• Work instructions:
(A) Can you rewrite the Employment Tribunals passage, beginning at the words "Since 26 June" and stopping after "with Government guidance.", with "social distancing measures" changed to "distancing rules"?
(B) Could you carry on the passage about Employment Tribunal hearings and reforms from where it stops?

• Document extract:
Since 26 June 2020, hearings have resumed but some Employment Tribunals are unable to operate fully due to social distancing measures as well as staffing issues or where there is a need to isolate or quarantine in line with Government guidance.
The Employment Tribunals are making use of the Ministry of Justice’s Cloud Video Platform (CVP) system to run some hearings remotely. CVP is being used for ‘straightforward’ matters, such as s preliminary hearings and straightforward unfair dismissal claims, as well as more complex matters including multi-day discrimination claims. Some hearings are taking place in person, and others a hybrid of CVP and in person.
Reforms
- On 8 October 2020 the Government will introduce a number of reforms aimed to reduce the backlog of cases. Amendments to the Employment Tribunal Rules of Procedure 2013 have been designed to increase the Employment Tribunals capacity to hear claims and make the process quicker, simpler and more cost effective:
- In order to increase judicial capacity, non-employment judges will be allowed to sit as employment judges in the Tribunals if they meet suitability criteria, and s, subject to authorisation by the Senior President of Employment Tribunals, legal officers (who don’t need to be legally qualified) will now be able to carry out some functions such as accepting or dismissing claims, or permitting extensions of time to respond to a claim.

• Information given:
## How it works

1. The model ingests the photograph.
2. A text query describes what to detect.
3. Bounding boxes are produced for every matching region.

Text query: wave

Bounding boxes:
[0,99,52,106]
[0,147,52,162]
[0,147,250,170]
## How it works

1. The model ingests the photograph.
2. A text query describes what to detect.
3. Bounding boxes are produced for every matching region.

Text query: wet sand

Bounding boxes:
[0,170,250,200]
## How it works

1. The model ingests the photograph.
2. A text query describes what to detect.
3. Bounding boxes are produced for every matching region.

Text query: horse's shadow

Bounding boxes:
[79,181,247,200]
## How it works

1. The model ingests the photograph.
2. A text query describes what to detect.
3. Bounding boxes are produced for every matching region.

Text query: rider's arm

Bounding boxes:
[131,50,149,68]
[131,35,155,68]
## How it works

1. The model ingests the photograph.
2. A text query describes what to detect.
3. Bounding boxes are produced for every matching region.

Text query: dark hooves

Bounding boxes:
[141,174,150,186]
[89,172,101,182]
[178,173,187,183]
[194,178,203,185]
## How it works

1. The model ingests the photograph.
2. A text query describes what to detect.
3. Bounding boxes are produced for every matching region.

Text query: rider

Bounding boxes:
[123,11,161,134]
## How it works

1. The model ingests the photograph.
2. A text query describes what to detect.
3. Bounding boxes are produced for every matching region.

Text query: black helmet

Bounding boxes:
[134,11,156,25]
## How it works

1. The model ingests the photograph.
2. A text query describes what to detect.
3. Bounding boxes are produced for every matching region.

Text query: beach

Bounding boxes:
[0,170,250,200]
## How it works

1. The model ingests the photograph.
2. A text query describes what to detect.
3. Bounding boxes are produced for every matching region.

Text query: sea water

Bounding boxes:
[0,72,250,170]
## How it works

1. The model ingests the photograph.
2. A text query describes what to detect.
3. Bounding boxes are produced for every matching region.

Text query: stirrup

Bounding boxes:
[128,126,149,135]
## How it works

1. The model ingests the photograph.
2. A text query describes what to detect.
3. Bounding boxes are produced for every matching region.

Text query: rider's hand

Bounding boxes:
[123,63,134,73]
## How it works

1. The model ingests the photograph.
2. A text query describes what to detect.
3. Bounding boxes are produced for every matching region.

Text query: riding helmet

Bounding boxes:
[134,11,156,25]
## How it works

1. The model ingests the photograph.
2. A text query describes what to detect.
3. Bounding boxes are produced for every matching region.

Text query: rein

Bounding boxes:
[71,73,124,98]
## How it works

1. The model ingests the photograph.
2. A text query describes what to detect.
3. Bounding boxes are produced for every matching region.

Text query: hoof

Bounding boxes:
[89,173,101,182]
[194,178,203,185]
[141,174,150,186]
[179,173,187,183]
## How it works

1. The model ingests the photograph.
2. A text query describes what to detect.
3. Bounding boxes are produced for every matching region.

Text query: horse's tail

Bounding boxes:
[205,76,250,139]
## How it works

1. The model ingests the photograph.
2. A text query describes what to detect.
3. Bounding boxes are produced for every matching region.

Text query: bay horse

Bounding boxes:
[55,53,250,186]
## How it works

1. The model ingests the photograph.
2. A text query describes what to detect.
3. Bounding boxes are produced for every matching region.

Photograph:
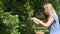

• Responses per task:
(A)
Since 26 June 2020, hearings have resumed but some Employment Tribunals are unable to operate fully due to distancing rules as well as staffing issues or where there is a need to isolate or quarantine in line with Government guidance.

(B)
- More hearings are now being heard remotely via CVP. Certain rules regarding members of the public being allowed to see witness statements are being relaxed so that such inspection may be otherwise than during the course of the hearing. Also parties and members of the public can hear what the tribunal hears and ‘so far as is practicable’ see any witness as seen by the tribunal. The relaxation of these rules is to reduce the need for physical hearings.
- Employment Judges will be able to issue default judgments without a full hearing even where a preliminary hearing has taken place. Judgments will also be able to be reconsidered by any judge, not just the same judge who gave the original judgment. The Tribunal will also have the power to list cases for hearing on receipt of the claim form provided that the hearing date is no sooner than 14 days after the response is due, in order to ensure maximum flexibility for hearings to be listed as soon as possible.
- Multiple claimants will now be able to use the same claim form if they give rise to common or related issues of fact or law, or if it is otherwise reasonable. Multiple responses will also be allowed to be detailed on the same form.
- Claims will no longer be rejected if the Early Conciliation (“EC”) number on the claim form is not the same as on the EC certificate and the judge considers it would not be in the interests of justice to reject the claim.
- Claims will be accepted where there is simply ‘an error’ in relation to name or address rather than a ‘minor error’ and it would not be in the interests of justice to reject the claim, allowing for more claims to be passed through at a quicker rate.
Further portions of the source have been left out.